_DATA_.

* * * *

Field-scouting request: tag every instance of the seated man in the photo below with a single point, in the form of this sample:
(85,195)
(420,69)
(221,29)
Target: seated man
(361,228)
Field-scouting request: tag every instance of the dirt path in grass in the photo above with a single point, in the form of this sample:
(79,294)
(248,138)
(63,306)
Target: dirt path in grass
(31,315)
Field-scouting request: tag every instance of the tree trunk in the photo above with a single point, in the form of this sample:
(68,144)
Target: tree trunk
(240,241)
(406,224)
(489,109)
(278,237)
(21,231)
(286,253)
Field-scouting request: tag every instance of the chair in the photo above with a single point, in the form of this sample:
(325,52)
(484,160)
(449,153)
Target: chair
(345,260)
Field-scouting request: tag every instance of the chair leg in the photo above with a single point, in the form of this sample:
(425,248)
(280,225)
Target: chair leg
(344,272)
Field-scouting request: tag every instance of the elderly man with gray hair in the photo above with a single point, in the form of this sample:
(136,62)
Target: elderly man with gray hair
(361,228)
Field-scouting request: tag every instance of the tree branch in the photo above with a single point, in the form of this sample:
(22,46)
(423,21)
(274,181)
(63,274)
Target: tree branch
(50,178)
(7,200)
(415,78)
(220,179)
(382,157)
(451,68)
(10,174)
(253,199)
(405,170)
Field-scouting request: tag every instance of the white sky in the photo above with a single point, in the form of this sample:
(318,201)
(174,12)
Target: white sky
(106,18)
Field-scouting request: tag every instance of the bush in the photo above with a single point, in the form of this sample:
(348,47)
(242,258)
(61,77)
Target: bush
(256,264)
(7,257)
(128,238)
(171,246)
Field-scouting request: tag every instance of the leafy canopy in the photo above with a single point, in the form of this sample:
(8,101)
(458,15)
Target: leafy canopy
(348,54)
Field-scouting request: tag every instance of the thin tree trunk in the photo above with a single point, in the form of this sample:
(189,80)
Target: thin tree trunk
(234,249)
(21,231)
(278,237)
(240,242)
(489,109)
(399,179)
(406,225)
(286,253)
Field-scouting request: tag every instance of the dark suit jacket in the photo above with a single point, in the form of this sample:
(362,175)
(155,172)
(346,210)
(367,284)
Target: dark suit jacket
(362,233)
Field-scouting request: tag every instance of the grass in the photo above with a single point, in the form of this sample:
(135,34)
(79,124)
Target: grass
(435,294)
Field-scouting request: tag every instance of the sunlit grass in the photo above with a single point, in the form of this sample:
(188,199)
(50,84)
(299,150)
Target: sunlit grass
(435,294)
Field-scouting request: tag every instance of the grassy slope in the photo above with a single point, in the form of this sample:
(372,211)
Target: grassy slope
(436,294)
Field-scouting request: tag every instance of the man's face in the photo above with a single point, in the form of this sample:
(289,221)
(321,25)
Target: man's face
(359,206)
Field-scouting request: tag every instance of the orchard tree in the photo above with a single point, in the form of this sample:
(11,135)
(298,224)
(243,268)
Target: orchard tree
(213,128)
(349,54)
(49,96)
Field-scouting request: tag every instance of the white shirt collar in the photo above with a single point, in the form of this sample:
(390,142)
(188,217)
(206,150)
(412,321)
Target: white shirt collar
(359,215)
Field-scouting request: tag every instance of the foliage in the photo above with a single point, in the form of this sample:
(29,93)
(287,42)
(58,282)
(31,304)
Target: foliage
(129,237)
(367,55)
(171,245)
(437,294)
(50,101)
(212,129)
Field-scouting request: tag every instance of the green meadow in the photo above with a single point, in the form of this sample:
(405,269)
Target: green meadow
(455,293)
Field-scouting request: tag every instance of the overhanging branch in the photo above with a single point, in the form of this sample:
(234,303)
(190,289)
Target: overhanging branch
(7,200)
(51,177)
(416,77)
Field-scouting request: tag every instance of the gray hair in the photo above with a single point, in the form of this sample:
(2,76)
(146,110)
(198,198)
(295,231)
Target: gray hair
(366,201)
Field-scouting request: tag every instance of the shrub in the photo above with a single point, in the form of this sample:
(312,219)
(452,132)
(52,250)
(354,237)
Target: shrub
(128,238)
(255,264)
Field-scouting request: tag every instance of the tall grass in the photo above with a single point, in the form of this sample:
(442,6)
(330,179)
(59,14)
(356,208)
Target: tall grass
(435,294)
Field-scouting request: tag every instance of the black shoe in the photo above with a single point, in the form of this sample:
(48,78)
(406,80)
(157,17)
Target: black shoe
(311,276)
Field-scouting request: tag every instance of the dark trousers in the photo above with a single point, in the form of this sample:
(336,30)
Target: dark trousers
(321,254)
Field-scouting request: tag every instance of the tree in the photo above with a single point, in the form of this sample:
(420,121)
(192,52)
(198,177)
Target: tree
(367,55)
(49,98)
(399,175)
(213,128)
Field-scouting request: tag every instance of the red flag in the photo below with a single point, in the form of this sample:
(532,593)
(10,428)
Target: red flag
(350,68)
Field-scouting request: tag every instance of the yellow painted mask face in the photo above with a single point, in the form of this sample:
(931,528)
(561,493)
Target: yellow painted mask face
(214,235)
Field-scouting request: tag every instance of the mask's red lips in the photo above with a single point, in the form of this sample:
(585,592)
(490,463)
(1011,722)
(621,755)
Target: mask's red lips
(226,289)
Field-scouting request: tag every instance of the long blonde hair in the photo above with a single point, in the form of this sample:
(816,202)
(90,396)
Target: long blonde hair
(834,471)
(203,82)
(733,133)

* * * *

_TASK ITEM_. Work out how many lines of the records contain the word "below", and give only that number.

_ANSWER SPACE_. 2